Extract to read:
____________________
Re: [BackupPC-users] Correct rsync parameters for doing incremental transfers of large image-files

SourceForge Headquarters 225 Broadway Suite 1600 San Diego, CA 92101 +1 (858) 454-5900

Hi Les,

I allready thought about that and I agree that the handling of large image files is problematic in general. I need to make images for the windows-based virtual machines to get them back running when a disaster happens. If I go away from backuppc for transfering these images, I don't see any benefits (maybe because I just don't know of a image solution that solves my problems better).
As I already use backuppc to do backups of the data partitions (all linux based) I don't want my backups to become more complex than necessary.
I can live with the amount of harddisk space the compressed images will consume and the IO while merging the files is acceptable for me, too.
I can tell the imaging software (partimage) to cut the image into 2 GB volumes, but I doubt that this enables effective pooling, since the system volume I make the image from has temporary files, profiles, databases and so on stored. If every image file has changes (even if there are only a few megs altered), I expect the rsync algorithm to be less effective than comparing large files where it is more likely to have a "unchanged" long part which is not interrupted by artificial file size boundaries resulting from the 2 GB volume splitting.

I hope I made my situation clear.
If anyone has experiences in large image file handling which I may benefit from, please let be know!

Thank you very much,

Andreas Piening

Am 12.05.2012 um 06:04 schrieb Les Mikesell:

> On Fri, May 11, 2012 at 4:01 PM, Andreas Piening
> <and...@gm...> wrote:
>> Hello Backuppc-users,
>> 
>> I stuck while trying to identify the suitable rsync parameters to handle large image file backups with backuppc.
____________________
Exercise instructions:
a) In the forum post, which imaging software does the writer say is used to make the images?
b) Repeat the part of the forum post starting with "As I already" and going on through "for me, too.".
____________________
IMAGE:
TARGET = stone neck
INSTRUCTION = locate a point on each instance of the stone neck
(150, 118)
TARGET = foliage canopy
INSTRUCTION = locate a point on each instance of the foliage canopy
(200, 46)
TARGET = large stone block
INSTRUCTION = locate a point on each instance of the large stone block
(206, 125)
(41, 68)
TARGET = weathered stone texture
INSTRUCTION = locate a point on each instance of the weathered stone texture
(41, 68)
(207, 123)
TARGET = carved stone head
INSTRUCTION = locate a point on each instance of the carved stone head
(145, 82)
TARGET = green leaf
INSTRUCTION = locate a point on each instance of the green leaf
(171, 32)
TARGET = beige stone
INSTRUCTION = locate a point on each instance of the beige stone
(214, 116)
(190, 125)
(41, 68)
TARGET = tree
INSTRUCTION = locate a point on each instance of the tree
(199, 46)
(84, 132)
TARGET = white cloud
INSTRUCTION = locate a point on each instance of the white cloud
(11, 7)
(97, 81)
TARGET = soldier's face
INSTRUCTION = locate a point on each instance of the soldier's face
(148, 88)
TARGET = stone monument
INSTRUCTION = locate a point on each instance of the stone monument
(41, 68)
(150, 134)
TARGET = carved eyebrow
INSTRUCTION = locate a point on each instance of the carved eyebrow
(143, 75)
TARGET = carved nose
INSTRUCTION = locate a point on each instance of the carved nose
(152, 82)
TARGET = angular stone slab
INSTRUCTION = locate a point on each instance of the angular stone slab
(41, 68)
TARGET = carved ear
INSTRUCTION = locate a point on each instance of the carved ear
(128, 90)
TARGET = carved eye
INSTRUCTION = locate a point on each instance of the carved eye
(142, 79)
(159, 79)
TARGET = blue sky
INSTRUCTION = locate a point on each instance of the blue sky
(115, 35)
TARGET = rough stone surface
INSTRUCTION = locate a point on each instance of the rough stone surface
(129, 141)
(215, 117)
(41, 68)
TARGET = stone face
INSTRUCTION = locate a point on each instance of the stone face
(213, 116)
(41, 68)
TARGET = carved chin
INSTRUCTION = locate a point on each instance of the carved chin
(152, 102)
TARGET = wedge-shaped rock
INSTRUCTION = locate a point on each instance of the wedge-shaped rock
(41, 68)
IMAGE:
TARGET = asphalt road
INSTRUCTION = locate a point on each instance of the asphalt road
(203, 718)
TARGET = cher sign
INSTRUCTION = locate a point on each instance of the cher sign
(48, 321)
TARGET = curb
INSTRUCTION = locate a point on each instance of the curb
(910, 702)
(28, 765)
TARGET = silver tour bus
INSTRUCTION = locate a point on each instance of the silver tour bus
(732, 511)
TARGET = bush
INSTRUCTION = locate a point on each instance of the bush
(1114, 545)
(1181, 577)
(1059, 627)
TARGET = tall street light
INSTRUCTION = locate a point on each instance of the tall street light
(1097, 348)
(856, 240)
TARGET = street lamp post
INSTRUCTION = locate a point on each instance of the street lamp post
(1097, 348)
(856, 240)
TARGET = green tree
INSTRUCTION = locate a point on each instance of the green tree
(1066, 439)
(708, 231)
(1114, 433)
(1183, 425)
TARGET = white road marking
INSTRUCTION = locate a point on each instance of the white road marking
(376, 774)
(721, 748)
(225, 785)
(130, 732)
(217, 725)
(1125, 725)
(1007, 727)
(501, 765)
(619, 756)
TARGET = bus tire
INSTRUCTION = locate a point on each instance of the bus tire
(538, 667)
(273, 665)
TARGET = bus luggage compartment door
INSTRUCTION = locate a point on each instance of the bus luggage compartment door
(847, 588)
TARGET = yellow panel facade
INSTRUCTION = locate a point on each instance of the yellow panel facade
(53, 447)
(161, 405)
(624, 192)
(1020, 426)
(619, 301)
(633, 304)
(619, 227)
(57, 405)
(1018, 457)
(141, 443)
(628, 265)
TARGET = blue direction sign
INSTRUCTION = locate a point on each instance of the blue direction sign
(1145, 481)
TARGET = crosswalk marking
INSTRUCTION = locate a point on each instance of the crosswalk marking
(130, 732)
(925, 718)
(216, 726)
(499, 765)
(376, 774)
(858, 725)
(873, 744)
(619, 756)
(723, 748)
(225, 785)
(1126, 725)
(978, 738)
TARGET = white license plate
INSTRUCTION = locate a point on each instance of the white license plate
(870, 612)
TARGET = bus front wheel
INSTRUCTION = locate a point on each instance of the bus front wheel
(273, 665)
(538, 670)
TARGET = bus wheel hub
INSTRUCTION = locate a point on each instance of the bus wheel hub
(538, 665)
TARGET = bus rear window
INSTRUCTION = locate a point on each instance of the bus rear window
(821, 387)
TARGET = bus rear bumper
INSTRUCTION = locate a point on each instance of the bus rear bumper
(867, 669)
____________________
Answers for the exercise:
a) partimage

b)
As I already use backuppc to do backups of the data partitions (all linux based) I don't want my backups to become more complex than necessary.
I can live with the amount of harddisk space the compressed images will consume and the IO while merging the files is acceptable for me, too.